PROBLEM TO SOLVE: Every record should be written out exactly, with the pictures left out.

.....

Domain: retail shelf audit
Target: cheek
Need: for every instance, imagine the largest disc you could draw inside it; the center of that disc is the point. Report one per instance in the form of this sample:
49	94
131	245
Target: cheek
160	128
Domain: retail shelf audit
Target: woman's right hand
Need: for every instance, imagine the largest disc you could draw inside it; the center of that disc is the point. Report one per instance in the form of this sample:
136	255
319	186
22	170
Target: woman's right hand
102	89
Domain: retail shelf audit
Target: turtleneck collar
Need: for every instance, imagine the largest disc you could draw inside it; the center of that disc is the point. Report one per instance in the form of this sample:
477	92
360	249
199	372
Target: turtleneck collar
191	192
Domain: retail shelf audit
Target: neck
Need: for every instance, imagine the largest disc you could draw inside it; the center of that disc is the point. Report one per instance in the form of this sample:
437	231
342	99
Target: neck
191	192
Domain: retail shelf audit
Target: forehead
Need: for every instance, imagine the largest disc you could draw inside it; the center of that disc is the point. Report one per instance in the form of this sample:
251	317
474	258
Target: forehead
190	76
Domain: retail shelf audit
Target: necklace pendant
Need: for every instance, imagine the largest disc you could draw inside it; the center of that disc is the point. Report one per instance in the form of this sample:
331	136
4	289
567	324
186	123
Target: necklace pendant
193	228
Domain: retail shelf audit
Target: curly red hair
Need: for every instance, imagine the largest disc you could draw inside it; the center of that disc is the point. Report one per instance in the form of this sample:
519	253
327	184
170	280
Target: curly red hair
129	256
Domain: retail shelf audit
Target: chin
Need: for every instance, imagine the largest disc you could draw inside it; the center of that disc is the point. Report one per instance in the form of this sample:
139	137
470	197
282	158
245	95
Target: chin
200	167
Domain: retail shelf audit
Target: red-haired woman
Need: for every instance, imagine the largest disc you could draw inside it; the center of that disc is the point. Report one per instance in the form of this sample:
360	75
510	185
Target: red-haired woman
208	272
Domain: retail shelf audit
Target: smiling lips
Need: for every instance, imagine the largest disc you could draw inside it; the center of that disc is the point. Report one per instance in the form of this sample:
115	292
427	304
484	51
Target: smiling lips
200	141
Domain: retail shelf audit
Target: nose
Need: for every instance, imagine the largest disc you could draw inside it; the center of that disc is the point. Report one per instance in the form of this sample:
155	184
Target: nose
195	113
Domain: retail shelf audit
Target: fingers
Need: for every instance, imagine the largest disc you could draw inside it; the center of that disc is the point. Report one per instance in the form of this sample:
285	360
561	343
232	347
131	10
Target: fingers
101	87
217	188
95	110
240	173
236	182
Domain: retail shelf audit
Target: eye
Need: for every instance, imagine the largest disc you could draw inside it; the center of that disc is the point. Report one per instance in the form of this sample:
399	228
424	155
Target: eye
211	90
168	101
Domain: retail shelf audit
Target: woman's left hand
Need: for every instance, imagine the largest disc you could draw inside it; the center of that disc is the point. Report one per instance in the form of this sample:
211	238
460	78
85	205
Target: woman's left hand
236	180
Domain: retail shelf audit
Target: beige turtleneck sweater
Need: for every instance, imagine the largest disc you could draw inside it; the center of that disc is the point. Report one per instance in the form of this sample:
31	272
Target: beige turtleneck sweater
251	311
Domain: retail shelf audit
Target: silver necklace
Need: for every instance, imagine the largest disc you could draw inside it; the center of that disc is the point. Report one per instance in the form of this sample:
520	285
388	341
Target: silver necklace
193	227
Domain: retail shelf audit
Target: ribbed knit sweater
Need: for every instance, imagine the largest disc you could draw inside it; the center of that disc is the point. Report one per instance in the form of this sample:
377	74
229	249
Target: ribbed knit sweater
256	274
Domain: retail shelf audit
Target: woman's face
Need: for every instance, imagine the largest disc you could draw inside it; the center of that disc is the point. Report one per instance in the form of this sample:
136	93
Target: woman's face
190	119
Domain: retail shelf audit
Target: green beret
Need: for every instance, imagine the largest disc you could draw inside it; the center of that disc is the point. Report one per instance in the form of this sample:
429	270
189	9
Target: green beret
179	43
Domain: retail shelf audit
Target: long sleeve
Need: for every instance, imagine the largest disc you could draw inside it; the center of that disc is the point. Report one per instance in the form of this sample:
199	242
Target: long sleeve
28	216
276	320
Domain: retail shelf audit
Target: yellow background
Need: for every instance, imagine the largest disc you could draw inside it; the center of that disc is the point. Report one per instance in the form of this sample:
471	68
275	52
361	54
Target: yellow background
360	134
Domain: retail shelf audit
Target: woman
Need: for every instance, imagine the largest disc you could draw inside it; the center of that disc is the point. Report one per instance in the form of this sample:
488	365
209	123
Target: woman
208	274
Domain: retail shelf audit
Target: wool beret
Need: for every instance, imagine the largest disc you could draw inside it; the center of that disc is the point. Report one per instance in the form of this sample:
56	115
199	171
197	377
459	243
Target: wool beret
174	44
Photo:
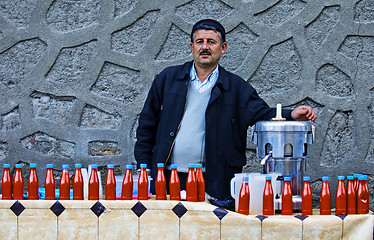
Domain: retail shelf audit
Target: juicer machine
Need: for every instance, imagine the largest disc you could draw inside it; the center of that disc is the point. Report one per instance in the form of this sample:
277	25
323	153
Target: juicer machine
283	147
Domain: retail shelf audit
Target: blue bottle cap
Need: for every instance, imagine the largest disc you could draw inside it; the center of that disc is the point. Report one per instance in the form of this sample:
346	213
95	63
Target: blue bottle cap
129	166
356	175
287	178
363	177
306	178
173	166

.....

EXPECTED OUTPUT:
Domain: retail shelf audit
Target: cheek
Need: for every instance, imagine the largest disc you could draw inside it; the center of that disc is the point. Report one per instance in the form of this sample:
49	94
131	245
Target: cheek
160	128
Domain: retail shelf audit
Target: woman's right hand
Need: for every instance, imagine the largest disc you could draw inside it; the center of that disc is the point. Report one per instance in the form of this sample:
136	255
319	186
22	170
Target: woman's right hand
102	89
Domain: retail shelf audit
Target: turtleneck collar
Need: for every instance, imagine the largest disc you could draw inside it; the center of that disc is the point. Report one per instance in the form of this sample:
477	92
360	249
199	372
Target: turtleneck collar
191	192
Domain: retail shelf audit
Target: neck
Need: for every instance, imagine the largest disc you could draw inside it; the center of that disc is the point. Report one per instance in the form of this sample:
437	231
342	99
Target: neck
191	192
Domain: retail shelf audit
Target: forehead
Need: for every instance, imagine the largest disc you could draw inside it; the center of that disc is the point. Report one per instance in the form of this sample:
251	317
474	258
Target: forehead
190	76
Domain: retail shelf audit
Target: necklace pendant
Need: for every instance, imagine the largest disc you could draw inside it; the center of that disc is the point. Report one per instance in the form of this sample:
331	136
4	289
567	324
186	123
Target: necklace pendant
193	228
Domain: retail shelf audit
Target: curly red hair
Need: for every instance, imagine the largest disc you could draw inside it; the center of that disc is the point. Report one per instance in the form of this sample:
519	253
327	184
170	280
Target: curly red hair
129	256
Domain: retail shelf audit
Target: chin
Need: for every instance, imagine the largest disc you could draw inside it; the center of that disc is the point. Report one per instance in the form of this sample:
139	137
470	197
282	158
245	95
Target: chin
200	167
Domain: retail shelf audit
Target: red-haired woman
Need: for every instance, imagine the largest disc you could draw inside it; the center of that disc is the point. Report one per instance in the form of this sample:
360	75
510	185
Target: red-haired woman
208	272
Domain: retail shelf audit
Target: smiling lips
Need: for every instance, imagine the largest disc you could draw inside it; the center of that disc is the point. Report one per instance in the form of this sample:
115	292
427	304
484	51
Target: smiling lips
200	141
Domain: retail shelf audit
Target: nose
Need: for every instance, imagine the largest disc you could draw inside it; the center of that disc is the point. Report one per instance in the form of this sample:
155	184
Target: nose
195	113
Domain: retail shelf audit
Target: fingers
Need: for every instance, imagine the largest disc you could draw inside it; the center of that disc is the point. Report one per instance in the form of this sample:
285	360
561	343
232	347
131	10
Target: fingers
101	87
217	188
95	110
240	173
236	182
Domain: retail shelf audit
Target: eye
Need: for every instance, imagine the largest disc you could draw inside it; the center of that disc is the point. Report one per instance in the form of this sample:
399	228
424	155
Target: eye
211	90
168	101
Domain: retail shelf audit
Target: woman's left hand
Need: for every instance, imagine the largest disc you could draw inside it; the center of that disc is the point. Report one per instance in the form of this sample:
211	238
460	78
85	205
Target: woman's left hand
236	180
Domain: retail shelf audit
Target: beige turtleneck sweater
Need: for every instance, imagine the largest disc you could draw inside it; the center of that disc is the point. Report one per instance in the form of this sample:
31	272
Target: beige turtleneck sweater
251	311
Domain: retail shelf audit
Target: silver necklace
Need: for every instance, imagine the largest disc you could draw inside it; the center of that disc is the point. Report one per instance in the form of this sample:
520	285
388	341
Target: silver necklace
193	227
Domain: retail shelf audit
Target: ribbed knit sweater
Need: for every instance, imagine the largest disc you could draw inside it; the center of that disc is the point. Report one per instance in the form of this sample:
377	74
229	249
Target: ribbed knit sweater
256	274
Domain: retail shelf audit
Target: woman's face
Need: for every instance, imagine the largest disc you could draw inside it; the center of that disc is the point. Report one per instance in the form of this sample:
136	93
Target: woman's face
190	119
Domain: retail shelf audit
Target: green beret
Need: for every instance, imagine the largest disc you could draw inside it; the center of that disc is the point. Report one per instance in the form of this sample:
429	270
189	9
Target: green beret
179	43
Domain: retail shelf audit
Target: long sleeve
Need: for every instance, imagine the largest disc you could draw inside it; the center of that disc is the point. Report one per instance in the form of this sample:
199	242
Target: long sleeve
28	216
276	320
Domain: retail shelf audit
Target: yellow background
Need: for every instance, imagine the largest disc you could draw inside it; the center of that disc is the point. Report one per instance in the form of this sample:
471	68
275	52
361	54
Target: yellow background
360	134
Domain: retail shelf audit
Target: woman
Need: for every instance, imagine the largest disc you could draw inside it; the center of that disc is the point. Report one per instance in the form of this sample:
488	365
209	123
Target: woman
208	274
Domain: retail shelf audit
Target: wool beret
Need: for every instance, imagine the largest disc you could draw inside it; the center of that disc is the point. Report one per instance in the form of this sample:
56	115
199	171
197	377
459	243
Target: wool beret
174	44
Photo:
Domain: retail shelf audit
Target: juicer machine
Need: for every instance, imagine the largest disc you could draw inside it; the center of that disc is the point. Report one per instance in the form of this sample:
277	25
323	153
Target: juicer machine
283	147
Domain: retail shelf audit
Target: blue bottle cap
Need: for every instance, imagine the largest disc you could draw inside it; the center of that disc is the point. Report one per instance in the form of this sample:
346	213
95	63
Target: blue bottle cap
129	166
356	175
287	178
363	177
306	178
173	166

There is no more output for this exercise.